━━━ Extract ━━━

There are two ways to lift our living standards. Coasting isn't one of them - The Centre for Independent Studies

There are two ways to lift our living standards. Coasting isn’t one of them

News this week that the iron ore price has fallen to the lowest level in several years has economic commentators worried. Most of the commentary has focused on the impact of the price drop on the federal budget. It is predicted that the fall in price to less than $90 a ton will cost the budget $3 billion across the forward estimates — and may push us into deficit sooner than expected.

It is important to note from a fiscal perspective, all that is really happening is that the underlying structural deficit (i.e., the fact that our governments habitually spend more than they raise) has been exposed by a return to more normal global economic conditions.

In truth, neither Labor nor the previous Coalition government was willing to take the unpopular but necessary steps that would have brought the budget back into a more structurally neutral position.

The previous government focused its efforts on bending down the future path of expenditure, while relying on bracket creep to slowly bring revenue up to the level of expenses. The glacial progress achieved under a softly, slowly approach was always at risk when an economic shock appeared.

In fact, when Covid swept away the guardrails, the government abruptly capitulated and opened the spending taps to maximum.

The current government, critical as it was during the pandemic that the then government wasn’t spending enough, has simply ploughed ahead with its spending agenda. It has shown no more regard for the effect of its spending on the budget than it has for its effect on inflation.

Nevertheless, a return to deficit may stop some Labor partisans from pretending that it was Labor’s superior economic management that produced the recent run of budget surpluses.

However, this is far from guaranteed. Political partisans have never let the facts get in the way of their preferred narrative.

The government itself has largely had the good sense to keep its surplus spruiking to a minimum. One reason was undoubtedly an understanding that the surplus was driven by temporary economic tailwinds.

It is also likely they didn’t want to revive the public perception that a budget surplus is a sine qua non of good economic policy.

Of course, it may be that the drop in iron ore prices is temporary, and the hit on the budget never materialises. Australia has been exceptionally fortunate for decades, in that global economic forces have lined up to our benefit, especially with respect to timing.

There is no better example than our lucky escape from the worst of the GFC.

While any loss in revenue is bad news from a budgetary perspective — especially given our recent accumulation of government debt — it is not in fact the most important part of this story.

The bigger issue is that Australia has effectively been economically coasting for two decades off the back of several booms in mining revenue.

To understand why this is a problem requires us to take a step back. In essence, there are two ways living standards can increase.

One, by far the more reliable path and the most important in the long term, is to boost productivity. Productivity is basically just how much we can make per worker. As that increases, so too do wages.

The other, far less predictable and more erratic, is to hope for an improvement in the terms of trade. Essentially, this means that we can buy more imports compared to our exports, thus making us richer.

Unfortunately, while the terms of trade can go up and make us richer, they can also go down and make us poorer. This is why productivity means almost everything in the long run.

Australia has had favourable luck with its terms of trade now for several decades, at least in part because of the seemingly insatiable desire by Chinese markets for Australian exports.

━━━

Copy the passage from this article on living standards from "Of course, it" up to and including "of the GFC.". The items that come after this article are separate material and have no connection to it.

━━━ Excerpted data ━━━

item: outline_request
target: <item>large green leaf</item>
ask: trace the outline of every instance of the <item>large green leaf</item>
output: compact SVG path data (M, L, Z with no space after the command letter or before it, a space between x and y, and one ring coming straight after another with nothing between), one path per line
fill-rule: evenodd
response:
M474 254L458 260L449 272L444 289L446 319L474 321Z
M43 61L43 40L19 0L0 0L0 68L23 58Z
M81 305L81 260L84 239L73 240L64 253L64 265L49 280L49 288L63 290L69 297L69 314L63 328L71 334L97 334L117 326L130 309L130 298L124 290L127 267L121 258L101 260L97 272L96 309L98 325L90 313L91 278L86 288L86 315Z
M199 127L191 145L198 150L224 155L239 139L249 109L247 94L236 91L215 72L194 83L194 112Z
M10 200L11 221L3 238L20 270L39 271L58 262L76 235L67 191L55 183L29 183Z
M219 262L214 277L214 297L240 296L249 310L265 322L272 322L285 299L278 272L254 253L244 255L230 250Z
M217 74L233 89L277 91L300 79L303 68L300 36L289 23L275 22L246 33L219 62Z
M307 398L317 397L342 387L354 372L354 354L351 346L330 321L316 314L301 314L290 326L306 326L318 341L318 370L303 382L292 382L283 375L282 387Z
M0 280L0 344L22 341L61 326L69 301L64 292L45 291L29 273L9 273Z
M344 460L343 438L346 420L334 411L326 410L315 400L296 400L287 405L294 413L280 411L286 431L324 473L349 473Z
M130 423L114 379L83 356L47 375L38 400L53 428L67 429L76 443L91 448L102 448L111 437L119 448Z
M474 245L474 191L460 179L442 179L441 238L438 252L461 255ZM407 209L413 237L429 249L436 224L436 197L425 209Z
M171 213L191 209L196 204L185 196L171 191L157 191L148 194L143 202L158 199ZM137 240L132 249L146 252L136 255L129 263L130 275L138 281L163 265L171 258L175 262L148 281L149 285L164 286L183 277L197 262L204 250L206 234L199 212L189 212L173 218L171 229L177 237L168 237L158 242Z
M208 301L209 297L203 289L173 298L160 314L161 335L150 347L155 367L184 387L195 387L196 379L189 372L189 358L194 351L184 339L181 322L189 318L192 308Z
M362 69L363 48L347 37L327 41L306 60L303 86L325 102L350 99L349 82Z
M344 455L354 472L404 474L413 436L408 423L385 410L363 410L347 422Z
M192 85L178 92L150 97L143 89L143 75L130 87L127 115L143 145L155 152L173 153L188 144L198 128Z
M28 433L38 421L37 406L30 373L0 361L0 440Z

━━━

# Response area
Of course, it may be that the drop in iron ore prices is temporary, and the hit on the budget never materialises. Australia has been exceptionally fortunate for decades, in that global economic forces have lined up to our benefit, especially with respect to timing.

There is no better example than our lucky escape from the worst of the GFC.